> _Given instruction_: Put the following lines into a JSON list of strings, one string per line, skipping any blank lines. Leave the pictures out of your answer.

> _Recorded data_:
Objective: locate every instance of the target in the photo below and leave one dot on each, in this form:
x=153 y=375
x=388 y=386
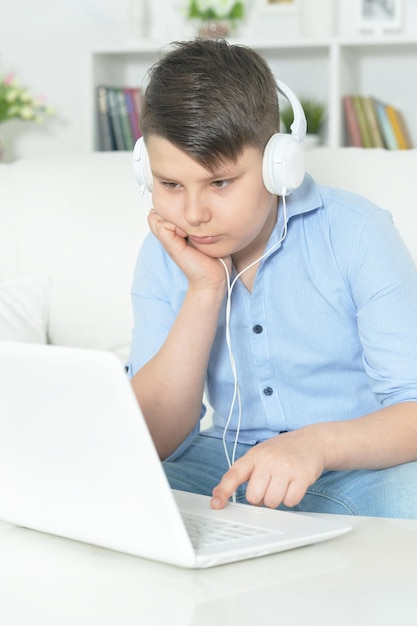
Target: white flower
x=222 y=8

> _Exercise output_:
[
  "Objective: locate every instance of the target in the photo below and leave one dot on each, in this form:",
  "x=153 y=375",
  "x=388 y=386",
  "Target: white flower",
  "x=222 y=8"
]